_To be done_
Repeat every line below exactly as it reads.

_Data excerpts_
•••

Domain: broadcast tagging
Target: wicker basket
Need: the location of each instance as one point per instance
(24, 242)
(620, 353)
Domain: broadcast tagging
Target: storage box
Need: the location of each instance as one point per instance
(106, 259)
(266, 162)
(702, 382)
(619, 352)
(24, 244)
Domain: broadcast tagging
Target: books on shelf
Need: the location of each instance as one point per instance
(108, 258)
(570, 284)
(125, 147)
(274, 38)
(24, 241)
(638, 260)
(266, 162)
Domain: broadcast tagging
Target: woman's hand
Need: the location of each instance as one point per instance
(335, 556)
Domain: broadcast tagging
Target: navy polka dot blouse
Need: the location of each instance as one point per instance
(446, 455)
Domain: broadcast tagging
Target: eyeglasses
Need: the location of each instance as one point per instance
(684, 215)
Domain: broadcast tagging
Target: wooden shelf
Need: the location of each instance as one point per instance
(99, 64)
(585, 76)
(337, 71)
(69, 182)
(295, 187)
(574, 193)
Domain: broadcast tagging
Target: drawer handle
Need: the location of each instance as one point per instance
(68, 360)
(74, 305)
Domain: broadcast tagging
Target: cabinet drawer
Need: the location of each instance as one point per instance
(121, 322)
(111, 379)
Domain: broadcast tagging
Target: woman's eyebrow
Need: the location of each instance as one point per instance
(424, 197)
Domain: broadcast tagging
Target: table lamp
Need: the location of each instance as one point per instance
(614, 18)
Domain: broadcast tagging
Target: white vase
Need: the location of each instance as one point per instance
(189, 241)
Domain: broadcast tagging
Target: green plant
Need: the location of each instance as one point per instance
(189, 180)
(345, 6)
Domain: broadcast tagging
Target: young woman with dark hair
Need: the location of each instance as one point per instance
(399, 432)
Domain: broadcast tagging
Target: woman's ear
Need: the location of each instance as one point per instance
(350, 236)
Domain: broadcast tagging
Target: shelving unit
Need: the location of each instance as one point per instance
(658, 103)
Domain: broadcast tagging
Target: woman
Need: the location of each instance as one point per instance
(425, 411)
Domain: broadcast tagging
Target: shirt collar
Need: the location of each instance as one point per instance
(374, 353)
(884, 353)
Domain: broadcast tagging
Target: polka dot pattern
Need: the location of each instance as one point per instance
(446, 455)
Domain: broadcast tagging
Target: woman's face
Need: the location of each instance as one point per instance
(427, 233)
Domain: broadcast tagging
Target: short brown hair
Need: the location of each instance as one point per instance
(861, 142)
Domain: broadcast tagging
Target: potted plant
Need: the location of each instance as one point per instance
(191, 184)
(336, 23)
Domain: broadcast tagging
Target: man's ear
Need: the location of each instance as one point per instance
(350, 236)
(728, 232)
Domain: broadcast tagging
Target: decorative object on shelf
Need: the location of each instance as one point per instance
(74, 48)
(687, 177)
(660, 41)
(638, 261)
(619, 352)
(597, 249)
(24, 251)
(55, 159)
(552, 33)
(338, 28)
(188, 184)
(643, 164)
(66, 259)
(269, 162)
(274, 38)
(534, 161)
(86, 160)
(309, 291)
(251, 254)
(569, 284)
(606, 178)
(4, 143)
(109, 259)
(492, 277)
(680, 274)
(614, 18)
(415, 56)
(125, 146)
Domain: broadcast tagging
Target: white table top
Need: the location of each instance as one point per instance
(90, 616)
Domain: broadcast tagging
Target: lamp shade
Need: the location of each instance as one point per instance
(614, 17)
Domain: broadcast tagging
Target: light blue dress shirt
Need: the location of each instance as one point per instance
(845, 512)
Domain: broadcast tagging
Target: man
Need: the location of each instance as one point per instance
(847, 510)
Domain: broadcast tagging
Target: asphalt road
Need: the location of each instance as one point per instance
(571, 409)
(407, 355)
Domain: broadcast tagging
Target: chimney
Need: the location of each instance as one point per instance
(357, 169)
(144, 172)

•••

_Finished task_
Domain: broadcast tagging
Target: wicker basket
Need: the location of each instance as one point per instance
(24, 242)
(620, 353)
Domain: broadcast tagging
Target: storage box
Need: the location of each instance as one point per instance
(106, 259)
(266, 162)
(702, 382)
(619, 352)
(24, 244)
Domain: broadcast tagging
Target: books on shelf
Need: the location of each instance as one point per instance
(108, 258)
(570, 284)
(125, 147)
(274, 38)
(24, 241)
(638, 260)
(266, 162)
Domain: broadcast tagging
Target: woman's hand
Need: the location of each instance as one point per instance
(335, 556)
Domain: broadcast tagging
Target: navy polka dot blouse
Need: the location of each instance as one point per instance
(446, 455)
Domain: broadcast tagging
Target: eyeglasses
Need: the location of each instance as one point per instance
(684, 215)
Domain: broadcast tagging
Target: wooden shelf
Need: the location of each instance as one point per instance
(99, 64)
(585, 76)
(337, 71)
(69, 182)
(295, 187)
(574, 193)
Domain: broadcast tagging
Target: drawer handle
Need: the location of each instance as one point per instance
(68, 360)
(74, 305)
Domain: broadcast tagging
Target: cabinet drawer
Need: the location of each instance as one point per instance
(121, 322)
(111, 379)
Domain: broadcast tagging
Target: woman's eyebrow
Need: the location of each instance as one point per instance
(424, 197)
Domain: broadcast tagging
Target: table lamp
Need: the location of each instance as one point per instance
(614, 18)
Domain: broadcast tagging
Target: white vase
Need: the location of each instance as one point per instance
(189, 241)
Domain: broadcast tagging
Target: green plant
Need: the location of each instance as one point per instance
(189, 180)
(345, 6)
Domain: broadcast tagging
Target: young woman with dark hair
Need: the location of each instance as one point per instance
(399, 432)
Domain: broadcast tagging
Target: woman's ear
Need: the location of each instance as one point per instance
(350, 236)
Domain: broadcast tagging
Target: shelving unit
Need: the location of each instance as one point per instance
(658, 103)
Domain: broadcast tagging
Target: woman
Need: the location of each instance as one point per instance
(425, 411)
Domain: broadcast tagging
Target: shirt collar
Need: the location of each instance as one point per instance
(374, 353)
(884, 353)
Domain: broadcast tagging
Target: polka dot pattern
Need: the location of each instance as one point per instance
(446, 455)
Domain: broadcast tagging
Target: woman's face
Need: the location of each instance as one point per instance
(427, 233)
Domain: broadcast tagging
Target: short brown hair
Need: the location of each instance as one point per instance
(861, 142)
Domain: broadcast tagging
Target: potted plant
Need: the location of each instance as one point per instance
(191, 184)
(336, 23)
Domain: broadcast tagging
Target: man's ear
Need: the location of each instance as one point per instance
(350, 236)
(728, 232)
Domain: broadcast tagging
Target: decorative object on shelf
Need: the location of each instance as one point per instance
(74, 48)
(687, 177)
(660, 41)
(638, 261)
(619, 352)
(597, 249)
(24, 251)
(55, 159)
(552, 33)
(338, 28)
(188, 184)
(643, 164)
(66, 259)
(269, 162)
(274, 38)
(534, 161)
(86, 160)
(309, 291)
(251, 254)
(569, 284)
(606, 178)
(4, 143)
(109, 259)
(492, 277)
(680, 274)
(614, 18)
(415, 56)
(125, 146)
Domain: broadcast tagging
Target: white table top
Need: the location of each instance as one point per instance
(90, 616)
Domain: broadcast tagging
Target: lamp shade
Need: the location of each instance as one point per instance
(614, 17)
Domain: broadcast tagging
Target: light blue dress shirt
Need: the location of each instance as one point per instance
(845, 512)
Domain: broadcast tagging
Target: man
Need: the location of each instance as one point per instance
(847, 510)
Domain: broadcast tagging
Target: asphalt road
Need: the location of each instance as one point per instance
(571, 409)
(407, 355)
Domain: broadcast tagging
Target: chimney
Need: the location of each instance as one point per instance
(357, 169)
(144, 172)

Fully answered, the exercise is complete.